§ Stated goal
List every line in the rows below that contains the string "white", treating uppercase and lowercase as different.

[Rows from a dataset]
::::::::

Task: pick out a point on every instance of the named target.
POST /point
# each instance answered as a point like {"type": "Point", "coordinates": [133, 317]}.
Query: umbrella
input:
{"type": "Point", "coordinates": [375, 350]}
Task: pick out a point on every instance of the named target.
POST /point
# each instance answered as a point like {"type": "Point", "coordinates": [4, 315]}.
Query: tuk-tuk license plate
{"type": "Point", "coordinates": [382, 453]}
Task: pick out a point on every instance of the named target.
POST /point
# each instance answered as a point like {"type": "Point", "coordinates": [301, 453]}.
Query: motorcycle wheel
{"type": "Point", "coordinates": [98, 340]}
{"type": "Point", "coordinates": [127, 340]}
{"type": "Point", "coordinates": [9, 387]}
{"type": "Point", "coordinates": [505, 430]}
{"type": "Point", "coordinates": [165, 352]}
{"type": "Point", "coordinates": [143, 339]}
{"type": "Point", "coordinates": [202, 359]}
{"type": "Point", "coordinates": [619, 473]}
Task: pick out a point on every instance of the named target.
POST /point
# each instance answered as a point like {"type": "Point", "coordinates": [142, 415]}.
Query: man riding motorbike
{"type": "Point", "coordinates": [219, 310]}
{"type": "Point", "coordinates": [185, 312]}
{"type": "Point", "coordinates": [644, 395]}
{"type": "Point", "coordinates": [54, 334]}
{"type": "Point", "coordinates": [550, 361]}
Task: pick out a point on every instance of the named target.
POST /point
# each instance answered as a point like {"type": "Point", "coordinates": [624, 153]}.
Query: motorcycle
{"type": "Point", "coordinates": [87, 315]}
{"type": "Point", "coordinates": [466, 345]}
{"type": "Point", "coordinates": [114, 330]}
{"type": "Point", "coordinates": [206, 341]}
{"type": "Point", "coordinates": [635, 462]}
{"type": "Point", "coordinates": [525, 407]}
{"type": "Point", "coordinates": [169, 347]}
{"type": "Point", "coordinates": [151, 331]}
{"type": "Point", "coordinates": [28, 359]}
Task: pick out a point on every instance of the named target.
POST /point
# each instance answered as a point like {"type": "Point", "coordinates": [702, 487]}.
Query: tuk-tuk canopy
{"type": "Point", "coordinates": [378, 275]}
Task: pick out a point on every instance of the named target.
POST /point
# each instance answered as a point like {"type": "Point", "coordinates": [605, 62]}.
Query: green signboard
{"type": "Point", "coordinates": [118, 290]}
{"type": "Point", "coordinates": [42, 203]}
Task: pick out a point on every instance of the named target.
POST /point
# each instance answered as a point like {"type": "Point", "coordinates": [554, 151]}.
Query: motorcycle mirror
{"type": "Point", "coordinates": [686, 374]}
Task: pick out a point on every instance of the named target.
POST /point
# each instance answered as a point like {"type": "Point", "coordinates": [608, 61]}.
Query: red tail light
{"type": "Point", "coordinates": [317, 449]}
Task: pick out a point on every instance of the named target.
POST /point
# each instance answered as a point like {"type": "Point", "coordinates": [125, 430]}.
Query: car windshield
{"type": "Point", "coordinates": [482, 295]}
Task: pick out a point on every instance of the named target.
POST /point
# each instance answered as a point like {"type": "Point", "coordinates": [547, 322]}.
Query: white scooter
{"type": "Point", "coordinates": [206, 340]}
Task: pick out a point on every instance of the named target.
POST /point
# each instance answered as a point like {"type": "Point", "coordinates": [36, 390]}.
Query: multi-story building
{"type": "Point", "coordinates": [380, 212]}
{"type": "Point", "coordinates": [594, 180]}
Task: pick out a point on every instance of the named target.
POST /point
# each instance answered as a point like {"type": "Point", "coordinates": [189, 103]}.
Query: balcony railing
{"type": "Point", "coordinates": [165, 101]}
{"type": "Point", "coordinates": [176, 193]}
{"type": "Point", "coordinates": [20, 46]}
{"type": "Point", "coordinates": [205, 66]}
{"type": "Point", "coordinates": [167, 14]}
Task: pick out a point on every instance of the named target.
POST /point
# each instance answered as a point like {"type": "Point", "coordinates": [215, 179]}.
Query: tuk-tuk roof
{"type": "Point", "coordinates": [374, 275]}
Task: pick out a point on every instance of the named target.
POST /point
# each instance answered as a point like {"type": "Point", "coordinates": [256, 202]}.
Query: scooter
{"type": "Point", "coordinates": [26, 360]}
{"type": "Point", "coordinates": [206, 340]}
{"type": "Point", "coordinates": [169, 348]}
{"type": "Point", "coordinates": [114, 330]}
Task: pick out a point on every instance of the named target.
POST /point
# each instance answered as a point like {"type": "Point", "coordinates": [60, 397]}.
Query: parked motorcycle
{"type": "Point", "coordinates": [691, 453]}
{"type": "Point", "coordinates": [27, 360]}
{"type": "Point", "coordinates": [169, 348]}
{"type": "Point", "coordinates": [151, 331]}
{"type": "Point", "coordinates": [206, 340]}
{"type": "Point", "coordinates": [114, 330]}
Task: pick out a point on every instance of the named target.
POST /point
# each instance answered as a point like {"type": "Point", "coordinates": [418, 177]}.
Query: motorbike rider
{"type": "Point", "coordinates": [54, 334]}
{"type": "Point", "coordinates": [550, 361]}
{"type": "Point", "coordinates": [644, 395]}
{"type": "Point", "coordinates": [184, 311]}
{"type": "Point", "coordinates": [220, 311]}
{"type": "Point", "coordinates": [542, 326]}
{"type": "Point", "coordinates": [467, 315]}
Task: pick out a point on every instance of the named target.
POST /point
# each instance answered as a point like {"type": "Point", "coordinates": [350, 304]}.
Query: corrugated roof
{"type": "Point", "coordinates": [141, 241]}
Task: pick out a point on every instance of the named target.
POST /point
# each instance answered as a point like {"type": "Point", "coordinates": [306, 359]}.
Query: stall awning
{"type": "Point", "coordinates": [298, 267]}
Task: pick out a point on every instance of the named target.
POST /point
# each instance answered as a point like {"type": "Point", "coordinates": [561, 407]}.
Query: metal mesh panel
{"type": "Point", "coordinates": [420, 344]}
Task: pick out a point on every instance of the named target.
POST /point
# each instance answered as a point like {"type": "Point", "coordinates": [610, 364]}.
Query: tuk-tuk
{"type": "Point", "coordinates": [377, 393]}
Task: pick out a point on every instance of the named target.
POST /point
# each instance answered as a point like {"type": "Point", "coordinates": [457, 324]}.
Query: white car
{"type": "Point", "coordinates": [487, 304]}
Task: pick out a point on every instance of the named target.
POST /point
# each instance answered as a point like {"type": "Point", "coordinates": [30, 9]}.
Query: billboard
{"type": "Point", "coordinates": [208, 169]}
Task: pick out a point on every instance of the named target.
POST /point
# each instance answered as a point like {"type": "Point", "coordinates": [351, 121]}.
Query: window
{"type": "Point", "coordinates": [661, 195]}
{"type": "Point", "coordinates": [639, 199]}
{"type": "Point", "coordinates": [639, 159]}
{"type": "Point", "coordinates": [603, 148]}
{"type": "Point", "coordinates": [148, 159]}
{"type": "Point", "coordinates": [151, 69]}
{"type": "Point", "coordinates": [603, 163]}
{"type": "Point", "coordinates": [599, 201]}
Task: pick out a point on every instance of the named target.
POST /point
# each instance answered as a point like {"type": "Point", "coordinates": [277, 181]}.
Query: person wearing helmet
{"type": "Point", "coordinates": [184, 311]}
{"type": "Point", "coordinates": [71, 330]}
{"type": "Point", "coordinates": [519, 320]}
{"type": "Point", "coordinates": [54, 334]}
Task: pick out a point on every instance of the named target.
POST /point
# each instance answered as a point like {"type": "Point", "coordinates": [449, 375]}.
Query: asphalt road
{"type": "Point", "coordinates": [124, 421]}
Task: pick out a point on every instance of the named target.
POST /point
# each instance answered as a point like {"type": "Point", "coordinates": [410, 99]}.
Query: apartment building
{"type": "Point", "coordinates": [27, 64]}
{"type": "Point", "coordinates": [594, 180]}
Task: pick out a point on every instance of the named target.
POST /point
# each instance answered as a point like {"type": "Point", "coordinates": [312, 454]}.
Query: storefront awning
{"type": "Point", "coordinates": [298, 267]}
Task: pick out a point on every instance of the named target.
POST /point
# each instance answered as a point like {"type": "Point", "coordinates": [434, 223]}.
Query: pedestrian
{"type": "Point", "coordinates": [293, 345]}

::::::::

§ Correct result
Query: white scooter
Query: white car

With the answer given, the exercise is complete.